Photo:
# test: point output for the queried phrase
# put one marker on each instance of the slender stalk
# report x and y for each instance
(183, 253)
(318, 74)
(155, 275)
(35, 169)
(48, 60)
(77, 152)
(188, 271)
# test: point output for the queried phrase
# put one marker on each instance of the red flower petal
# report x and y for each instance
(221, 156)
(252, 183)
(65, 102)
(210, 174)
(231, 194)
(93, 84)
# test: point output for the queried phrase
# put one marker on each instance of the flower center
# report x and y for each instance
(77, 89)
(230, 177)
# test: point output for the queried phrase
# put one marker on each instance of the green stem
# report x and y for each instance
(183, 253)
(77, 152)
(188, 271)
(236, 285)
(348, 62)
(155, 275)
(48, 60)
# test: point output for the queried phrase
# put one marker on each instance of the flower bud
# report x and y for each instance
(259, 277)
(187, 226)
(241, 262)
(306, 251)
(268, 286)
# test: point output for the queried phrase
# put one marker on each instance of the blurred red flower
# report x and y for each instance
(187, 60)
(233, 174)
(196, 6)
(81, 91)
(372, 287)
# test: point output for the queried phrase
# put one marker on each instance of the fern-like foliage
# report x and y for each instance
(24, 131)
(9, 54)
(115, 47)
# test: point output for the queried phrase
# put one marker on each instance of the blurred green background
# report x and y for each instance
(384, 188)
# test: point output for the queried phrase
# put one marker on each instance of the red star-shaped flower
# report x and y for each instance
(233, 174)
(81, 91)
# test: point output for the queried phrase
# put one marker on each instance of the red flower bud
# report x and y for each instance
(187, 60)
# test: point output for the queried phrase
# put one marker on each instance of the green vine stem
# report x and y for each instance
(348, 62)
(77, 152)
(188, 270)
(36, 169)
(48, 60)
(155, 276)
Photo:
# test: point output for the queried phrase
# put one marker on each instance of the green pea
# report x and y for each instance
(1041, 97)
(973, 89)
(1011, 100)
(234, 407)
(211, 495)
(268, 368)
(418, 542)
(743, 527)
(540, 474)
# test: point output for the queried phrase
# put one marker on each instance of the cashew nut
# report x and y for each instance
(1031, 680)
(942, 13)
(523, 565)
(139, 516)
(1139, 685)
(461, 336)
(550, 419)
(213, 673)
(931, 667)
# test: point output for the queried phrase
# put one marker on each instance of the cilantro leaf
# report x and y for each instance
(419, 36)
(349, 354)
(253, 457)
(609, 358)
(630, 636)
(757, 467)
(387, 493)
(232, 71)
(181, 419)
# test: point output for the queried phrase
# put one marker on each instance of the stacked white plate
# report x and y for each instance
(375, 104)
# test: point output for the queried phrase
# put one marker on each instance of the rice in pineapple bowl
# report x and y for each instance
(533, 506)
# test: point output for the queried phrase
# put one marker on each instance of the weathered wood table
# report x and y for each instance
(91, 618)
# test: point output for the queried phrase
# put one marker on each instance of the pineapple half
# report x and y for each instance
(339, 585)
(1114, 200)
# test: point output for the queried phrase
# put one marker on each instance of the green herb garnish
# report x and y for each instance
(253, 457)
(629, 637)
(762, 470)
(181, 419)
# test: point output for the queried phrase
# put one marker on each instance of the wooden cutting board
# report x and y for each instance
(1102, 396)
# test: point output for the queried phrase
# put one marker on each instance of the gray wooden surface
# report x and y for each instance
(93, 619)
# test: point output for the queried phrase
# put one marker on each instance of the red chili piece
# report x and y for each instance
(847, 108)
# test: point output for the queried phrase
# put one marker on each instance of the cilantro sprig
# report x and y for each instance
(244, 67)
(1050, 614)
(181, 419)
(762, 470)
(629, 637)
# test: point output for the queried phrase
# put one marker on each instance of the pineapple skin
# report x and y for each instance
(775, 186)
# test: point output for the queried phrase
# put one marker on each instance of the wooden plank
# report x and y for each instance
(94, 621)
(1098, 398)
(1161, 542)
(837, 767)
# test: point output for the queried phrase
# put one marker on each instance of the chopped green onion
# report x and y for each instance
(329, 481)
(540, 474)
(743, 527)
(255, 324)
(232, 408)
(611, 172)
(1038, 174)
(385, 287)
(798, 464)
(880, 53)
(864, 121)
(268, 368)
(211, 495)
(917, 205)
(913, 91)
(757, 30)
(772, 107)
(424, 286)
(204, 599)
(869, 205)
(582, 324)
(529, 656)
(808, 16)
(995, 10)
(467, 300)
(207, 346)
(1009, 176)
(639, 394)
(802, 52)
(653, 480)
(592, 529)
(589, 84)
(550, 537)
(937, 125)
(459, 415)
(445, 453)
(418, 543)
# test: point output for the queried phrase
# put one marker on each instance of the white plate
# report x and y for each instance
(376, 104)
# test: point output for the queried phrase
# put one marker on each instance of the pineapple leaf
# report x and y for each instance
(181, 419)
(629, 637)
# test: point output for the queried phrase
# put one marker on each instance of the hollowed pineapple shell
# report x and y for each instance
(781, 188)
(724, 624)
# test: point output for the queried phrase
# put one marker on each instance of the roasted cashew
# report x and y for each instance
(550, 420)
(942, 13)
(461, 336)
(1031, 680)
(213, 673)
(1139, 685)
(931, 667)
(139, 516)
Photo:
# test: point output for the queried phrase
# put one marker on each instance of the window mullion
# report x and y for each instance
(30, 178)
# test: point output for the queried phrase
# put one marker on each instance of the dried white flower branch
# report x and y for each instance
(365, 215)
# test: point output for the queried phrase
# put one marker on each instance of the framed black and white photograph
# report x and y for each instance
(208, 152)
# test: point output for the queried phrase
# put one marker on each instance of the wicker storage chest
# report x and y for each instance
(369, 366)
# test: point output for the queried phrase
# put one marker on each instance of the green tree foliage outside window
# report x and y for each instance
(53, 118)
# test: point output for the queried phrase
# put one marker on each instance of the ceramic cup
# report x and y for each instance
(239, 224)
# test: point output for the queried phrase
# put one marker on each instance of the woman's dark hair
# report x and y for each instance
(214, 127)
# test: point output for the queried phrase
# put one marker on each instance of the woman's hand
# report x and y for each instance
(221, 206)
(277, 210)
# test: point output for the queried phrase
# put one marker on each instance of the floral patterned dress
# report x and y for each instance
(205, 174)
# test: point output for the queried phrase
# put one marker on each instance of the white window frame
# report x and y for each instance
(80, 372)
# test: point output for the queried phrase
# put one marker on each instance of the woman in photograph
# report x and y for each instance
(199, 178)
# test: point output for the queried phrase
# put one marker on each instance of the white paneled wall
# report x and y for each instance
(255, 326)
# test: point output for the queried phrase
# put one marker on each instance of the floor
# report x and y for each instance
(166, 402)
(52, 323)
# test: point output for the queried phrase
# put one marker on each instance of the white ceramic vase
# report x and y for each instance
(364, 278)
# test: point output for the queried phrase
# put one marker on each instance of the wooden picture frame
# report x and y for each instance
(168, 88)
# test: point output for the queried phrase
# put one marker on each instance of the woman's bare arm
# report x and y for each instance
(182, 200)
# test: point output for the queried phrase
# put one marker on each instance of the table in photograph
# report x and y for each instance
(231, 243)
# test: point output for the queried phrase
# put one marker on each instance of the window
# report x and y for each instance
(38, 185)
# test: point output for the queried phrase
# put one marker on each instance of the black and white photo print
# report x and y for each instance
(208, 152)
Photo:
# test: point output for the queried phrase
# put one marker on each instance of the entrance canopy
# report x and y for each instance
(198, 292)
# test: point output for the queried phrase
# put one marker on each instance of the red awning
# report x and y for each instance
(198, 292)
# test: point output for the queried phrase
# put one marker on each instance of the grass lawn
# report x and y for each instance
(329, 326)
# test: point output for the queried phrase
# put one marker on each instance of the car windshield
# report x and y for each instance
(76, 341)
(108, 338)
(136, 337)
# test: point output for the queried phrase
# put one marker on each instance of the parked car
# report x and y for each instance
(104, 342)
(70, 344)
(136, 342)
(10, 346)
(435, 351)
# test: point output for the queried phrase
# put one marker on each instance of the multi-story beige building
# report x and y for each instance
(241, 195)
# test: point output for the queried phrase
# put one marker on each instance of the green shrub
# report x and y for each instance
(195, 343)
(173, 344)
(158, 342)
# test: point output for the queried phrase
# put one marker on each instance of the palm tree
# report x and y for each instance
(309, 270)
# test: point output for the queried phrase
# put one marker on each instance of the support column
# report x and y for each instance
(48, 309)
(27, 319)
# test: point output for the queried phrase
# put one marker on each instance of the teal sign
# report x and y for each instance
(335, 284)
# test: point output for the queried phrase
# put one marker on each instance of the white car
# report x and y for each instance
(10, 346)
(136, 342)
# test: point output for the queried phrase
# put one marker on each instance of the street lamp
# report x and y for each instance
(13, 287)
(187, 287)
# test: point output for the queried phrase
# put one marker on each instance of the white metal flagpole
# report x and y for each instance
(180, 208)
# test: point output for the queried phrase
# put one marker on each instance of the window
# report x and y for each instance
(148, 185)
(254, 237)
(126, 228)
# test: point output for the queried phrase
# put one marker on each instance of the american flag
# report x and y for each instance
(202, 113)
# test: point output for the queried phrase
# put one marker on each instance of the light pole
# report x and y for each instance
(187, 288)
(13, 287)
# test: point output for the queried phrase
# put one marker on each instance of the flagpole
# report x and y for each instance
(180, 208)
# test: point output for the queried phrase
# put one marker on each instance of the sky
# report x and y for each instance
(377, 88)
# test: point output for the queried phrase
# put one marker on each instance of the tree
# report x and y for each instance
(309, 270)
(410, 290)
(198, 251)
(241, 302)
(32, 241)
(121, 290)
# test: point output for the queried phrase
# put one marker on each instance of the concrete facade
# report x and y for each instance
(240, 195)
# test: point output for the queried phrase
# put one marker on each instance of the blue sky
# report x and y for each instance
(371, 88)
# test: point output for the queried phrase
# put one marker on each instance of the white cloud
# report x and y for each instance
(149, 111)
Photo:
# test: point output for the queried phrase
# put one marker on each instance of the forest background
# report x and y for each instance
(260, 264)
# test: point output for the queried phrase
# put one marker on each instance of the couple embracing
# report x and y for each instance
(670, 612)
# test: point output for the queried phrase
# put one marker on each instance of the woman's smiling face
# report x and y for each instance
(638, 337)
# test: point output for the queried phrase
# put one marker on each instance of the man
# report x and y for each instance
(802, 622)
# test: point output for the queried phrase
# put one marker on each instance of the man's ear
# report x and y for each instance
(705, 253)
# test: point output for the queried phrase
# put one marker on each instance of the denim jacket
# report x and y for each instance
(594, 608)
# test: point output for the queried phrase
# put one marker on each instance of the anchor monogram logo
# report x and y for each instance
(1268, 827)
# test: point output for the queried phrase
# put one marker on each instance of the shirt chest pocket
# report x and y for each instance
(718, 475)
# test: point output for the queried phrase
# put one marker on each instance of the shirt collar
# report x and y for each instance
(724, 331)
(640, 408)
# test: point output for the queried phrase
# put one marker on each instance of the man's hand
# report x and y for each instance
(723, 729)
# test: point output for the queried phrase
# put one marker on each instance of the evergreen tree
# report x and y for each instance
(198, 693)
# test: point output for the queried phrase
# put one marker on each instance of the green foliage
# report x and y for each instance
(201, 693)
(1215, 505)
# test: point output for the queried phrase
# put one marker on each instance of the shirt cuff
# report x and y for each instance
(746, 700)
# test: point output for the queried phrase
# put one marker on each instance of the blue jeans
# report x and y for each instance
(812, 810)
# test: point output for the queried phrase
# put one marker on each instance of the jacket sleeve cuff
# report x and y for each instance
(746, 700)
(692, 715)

• • • •

• Given exercise
Gather every line in the rows above that contains the word "jacket", copying each line in full.

• Reply
# put one marker on each instance of the denim jacket
# put one marker on each instance of the jacket sleeve cuff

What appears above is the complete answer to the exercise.